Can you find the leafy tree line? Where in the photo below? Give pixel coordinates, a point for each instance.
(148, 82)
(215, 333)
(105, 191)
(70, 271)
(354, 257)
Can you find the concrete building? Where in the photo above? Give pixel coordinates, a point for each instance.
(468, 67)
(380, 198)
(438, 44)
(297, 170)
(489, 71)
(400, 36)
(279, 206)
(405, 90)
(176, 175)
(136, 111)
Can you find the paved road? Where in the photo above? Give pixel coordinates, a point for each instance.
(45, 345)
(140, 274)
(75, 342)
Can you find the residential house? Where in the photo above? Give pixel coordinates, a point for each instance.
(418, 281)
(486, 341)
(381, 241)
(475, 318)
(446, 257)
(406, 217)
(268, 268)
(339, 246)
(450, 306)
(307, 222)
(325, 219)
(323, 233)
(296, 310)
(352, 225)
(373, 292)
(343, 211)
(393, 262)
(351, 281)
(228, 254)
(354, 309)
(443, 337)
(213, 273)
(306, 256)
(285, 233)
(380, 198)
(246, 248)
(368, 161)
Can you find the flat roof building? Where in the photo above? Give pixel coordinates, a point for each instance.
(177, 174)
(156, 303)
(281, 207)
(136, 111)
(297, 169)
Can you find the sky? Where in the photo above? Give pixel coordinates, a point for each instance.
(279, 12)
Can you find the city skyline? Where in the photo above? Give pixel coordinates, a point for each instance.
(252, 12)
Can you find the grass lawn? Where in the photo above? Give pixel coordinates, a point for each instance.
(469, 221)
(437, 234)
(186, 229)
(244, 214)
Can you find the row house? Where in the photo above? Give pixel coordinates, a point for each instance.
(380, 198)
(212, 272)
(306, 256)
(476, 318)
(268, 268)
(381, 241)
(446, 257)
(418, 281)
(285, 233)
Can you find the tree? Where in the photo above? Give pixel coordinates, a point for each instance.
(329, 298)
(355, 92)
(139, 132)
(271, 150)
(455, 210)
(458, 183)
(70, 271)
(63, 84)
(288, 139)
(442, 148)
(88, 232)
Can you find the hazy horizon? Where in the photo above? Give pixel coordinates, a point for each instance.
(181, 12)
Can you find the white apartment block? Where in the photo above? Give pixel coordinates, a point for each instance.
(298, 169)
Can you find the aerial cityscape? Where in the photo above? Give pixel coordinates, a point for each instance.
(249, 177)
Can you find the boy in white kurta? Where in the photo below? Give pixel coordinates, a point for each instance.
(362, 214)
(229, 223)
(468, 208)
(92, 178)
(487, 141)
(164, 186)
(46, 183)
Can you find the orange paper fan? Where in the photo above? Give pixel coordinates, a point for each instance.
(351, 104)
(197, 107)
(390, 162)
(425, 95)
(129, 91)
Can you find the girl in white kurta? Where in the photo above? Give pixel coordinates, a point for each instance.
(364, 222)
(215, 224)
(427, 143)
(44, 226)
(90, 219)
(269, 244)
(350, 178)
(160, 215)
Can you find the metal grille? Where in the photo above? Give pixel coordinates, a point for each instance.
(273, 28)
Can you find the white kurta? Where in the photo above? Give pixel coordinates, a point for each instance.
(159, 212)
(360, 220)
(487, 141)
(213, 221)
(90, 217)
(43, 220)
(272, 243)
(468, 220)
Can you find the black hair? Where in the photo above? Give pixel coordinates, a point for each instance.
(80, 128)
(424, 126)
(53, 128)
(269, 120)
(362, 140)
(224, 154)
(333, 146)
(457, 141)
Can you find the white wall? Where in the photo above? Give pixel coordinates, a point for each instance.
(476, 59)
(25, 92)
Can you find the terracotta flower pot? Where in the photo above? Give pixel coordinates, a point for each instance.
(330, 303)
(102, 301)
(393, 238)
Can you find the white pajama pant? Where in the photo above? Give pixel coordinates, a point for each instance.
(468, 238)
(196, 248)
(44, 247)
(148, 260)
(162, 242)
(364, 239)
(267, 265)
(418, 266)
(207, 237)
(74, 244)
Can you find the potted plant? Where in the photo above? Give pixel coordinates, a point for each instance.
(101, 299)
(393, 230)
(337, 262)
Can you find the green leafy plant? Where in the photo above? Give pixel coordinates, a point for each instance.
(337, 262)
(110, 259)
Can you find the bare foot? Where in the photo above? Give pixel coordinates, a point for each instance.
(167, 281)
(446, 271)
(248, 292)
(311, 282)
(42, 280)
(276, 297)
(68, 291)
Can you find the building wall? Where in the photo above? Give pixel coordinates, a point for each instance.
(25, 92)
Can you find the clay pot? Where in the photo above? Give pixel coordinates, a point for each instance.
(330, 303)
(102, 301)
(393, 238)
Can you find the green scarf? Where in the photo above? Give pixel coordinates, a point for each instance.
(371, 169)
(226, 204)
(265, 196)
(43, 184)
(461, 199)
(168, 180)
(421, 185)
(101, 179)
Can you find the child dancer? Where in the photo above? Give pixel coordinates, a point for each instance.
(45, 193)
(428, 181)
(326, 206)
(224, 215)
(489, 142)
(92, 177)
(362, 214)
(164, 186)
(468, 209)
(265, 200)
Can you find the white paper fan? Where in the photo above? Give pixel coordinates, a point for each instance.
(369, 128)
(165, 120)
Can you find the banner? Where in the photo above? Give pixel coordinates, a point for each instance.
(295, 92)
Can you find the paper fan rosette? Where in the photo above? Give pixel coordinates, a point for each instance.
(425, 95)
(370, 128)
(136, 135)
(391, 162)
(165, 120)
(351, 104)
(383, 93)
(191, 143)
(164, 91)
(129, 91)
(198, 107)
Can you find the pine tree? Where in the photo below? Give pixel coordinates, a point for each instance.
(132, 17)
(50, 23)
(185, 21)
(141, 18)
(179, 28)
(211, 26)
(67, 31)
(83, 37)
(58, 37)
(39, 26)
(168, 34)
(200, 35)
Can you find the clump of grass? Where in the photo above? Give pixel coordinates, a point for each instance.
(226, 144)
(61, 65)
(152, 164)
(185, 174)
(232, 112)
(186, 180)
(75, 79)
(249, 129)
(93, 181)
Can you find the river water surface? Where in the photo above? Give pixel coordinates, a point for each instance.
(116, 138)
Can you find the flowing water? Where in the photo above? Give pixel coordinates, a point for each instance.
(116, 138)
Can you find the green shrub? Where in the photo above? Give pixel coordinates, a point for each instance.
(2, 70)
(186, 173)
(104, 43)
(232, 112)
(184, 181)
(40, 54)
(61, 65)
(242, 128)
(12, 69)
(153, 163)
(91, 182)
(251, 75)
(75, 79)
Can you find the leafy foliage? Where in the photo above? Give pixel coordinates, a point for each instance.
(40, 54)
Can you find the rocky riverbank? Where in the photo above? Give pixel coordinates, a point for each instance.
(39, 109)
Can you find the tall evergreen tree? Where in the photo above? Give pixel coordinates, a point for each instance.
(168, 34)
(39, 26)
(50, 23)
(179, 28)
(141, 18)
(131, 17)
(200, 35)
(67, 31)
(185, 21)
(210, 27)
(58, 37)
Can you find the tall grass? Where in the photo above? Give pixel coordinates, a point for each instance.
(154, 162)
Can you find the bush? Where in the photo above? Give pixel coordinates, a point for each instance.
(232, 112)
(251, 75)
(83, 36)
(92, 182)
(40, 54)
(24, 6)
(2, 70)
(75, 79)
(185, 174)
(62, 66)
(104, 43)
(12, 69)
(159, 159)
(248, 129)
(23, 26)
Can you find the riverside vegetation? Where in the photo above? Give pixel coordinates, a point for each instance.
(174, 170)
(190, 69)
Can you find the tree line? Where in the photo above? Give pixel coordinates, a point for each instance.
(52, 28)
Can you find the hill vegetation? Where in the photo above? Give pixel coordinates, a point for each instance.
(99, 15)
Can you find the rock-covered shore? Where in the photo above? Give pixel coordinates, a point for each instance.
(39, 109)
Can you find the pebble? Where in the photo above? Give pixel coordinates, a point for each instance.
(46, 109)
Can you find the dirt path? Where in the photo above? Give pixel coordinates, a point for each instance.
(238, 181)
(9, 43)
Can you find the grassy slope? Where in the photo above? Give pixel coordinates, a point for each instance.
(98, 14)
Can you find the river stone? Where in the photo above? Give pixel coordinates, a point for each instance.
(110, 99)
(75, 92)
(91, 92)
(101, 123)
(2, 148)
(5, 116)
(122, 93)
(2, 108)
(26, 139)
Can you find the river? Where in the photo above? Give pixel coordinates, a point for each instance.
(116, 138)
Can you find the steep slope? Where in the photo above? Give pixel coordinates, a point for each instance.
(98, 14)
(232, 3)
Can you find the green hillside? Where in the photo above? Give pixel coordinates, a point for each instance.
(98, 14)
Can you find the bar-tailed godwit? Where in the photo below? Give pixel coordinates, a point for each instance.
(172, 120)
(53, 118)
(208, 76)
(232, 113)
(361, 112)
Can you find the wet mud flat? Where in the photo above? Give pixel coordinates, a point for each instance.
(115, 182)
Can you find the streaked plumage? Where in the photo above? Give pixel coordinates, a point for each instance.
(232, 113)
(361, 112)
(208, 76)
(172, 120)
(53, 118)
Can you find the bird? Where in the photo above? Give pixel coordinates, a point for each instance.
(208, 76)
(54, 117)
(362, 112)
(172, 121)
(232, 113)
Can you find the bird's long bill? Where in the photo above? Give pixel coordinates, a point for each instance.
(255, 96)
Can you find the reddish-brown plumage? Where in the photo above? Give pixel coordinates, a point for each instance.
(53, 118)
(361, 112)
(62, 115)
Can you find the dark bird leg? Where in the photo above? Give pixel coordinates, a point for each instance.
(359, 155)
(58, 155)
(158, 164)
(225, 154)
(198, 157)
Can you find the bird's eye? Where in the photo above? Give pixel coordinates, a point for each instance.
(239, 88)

• • • • •

● WHAT TO PRODUCE
Each line from the one containing "Can you find the river?" to the end of the listing above should be copied exactly, and nothing else.

● COMPLETED TASK
Can you find the river? Where in the photo above? Give pixel coordinates, a point for each instance.
(116, 138)
Can you find the steep slope? Where in the photo above? Give pixel coordinates, a point for each instance.
(98, 14)
(232, 3)
Can you find the green hillside? Where in the photo above? Give pixel coordinates, a point for each instance.
(98, 14)
Can you find the bar-tailed godwit? Where in the photo below? Give pixel coordinates, a point for each instance.
(172, 120)
(53, 118)
(208, 76)
(232, 113)
(361, 112)
Can you find the wet mud flat? Where in the photo above? Give pixel coordinates, a point for each instance.
(115, 182)
Can you find the streaked plumage? Where in the photo above? Give pixel coordinates, a point for each instance.
(232, 113)
(361, 112)
(208, 76)
(172, 120)
(53, 118)
Can you find the bird? Where in the photo above? Give pixel coordinates, a point for each instance.
(208, 76)
(54, 117)
(362, 112)
(172, 121)
(232, 113)
Can you find the bird's long bill? Where in the photo above? Give pixel coordinates, a point for each instance.
(255, 96)
Can you find the reddish-brown plumage? Where in the photo above? Give pixel coordinates, a point for each instance.
(53, 118)
(361, 112)
(62, 115)
Can you find the dark bird leg? Where in the photo above? Give pixel coordinates, a point for each instance.
(359, 155)
(58, 155)
(158, 164)
(225, 154)
(198, 157)
Can you find the bird's eye? Where in the photo above? Give pixel coordinates, a point for each instance.
(239, 88)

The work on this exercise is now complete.